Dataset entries
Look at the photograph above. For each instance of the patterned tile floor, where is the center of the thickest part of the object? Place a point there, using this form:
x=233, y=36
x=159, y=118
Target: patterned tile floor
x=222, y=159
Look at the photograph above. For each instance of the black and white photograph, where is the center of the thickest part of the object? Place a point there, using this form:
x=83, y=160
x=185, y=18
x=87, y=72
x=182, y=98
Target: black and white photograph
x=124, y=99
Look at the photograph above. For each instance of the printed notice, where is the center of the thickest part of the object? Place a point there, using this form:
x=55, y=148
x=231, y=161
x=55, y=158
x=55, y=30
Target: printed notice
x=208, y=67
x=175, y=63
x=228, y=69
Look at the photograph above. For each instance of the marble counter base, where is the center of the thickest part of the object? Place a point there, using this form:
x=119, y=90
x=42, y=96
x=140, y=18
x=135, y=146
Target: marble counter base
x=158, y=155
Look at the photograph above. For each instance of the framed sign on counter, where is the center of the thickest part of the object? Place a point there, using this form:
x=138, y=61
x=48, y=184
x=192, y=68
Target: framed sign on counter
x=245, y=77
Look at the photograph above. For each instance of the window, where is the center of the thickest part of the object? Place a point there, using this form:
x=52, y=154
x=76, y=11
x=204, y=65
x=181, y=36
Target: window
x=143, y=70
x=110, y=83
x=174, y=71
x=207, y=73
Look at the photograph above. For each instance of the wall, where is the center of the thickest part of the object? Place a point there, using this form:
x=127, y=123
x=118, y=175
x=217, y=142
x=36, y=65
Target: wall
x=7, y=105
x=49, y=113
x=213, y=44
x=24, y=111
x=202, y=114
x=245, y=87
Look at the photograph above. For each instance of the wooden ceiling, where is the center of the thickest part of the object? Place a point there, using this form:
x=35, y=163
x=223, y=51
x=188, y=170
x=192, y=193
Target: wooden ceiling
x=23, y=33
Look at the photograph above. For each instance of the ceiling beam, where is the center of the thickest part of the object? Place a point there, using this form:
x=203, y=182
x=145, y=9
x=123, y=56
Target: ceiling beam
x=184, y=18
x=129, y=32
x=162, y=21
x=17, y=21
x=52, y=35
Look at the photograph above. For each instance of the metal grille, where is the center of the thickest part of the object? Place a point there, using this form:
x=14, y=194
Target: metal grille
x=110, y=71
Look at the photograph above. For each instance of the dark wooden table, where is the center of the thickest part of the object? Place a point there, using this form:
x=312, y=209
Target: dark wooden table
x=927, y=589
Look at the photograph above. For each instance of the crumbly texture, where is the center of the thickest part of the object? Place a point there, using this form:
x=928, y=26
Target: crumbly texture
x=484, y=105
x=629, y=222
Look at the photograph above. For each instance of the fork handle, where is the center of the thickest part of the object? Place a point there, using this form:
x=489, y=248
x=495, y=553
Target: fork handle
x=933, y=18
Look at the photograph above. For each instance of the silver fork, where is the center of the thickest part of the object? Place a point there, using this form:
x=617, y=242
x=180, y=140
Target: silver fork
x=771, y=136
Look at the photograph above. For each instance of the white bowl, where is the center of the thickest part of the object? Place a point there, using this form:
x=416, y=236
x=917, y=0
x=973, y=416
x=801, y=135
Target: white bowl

◆ **Problem details**:
Pull out every line of the records that includes the string "bowl".

◆ **Final answer**:
Look at the photograph above. For each instance of the white bowl, where is the center of the thickest part of the object? Place a point there, using this form:
Target: white bowl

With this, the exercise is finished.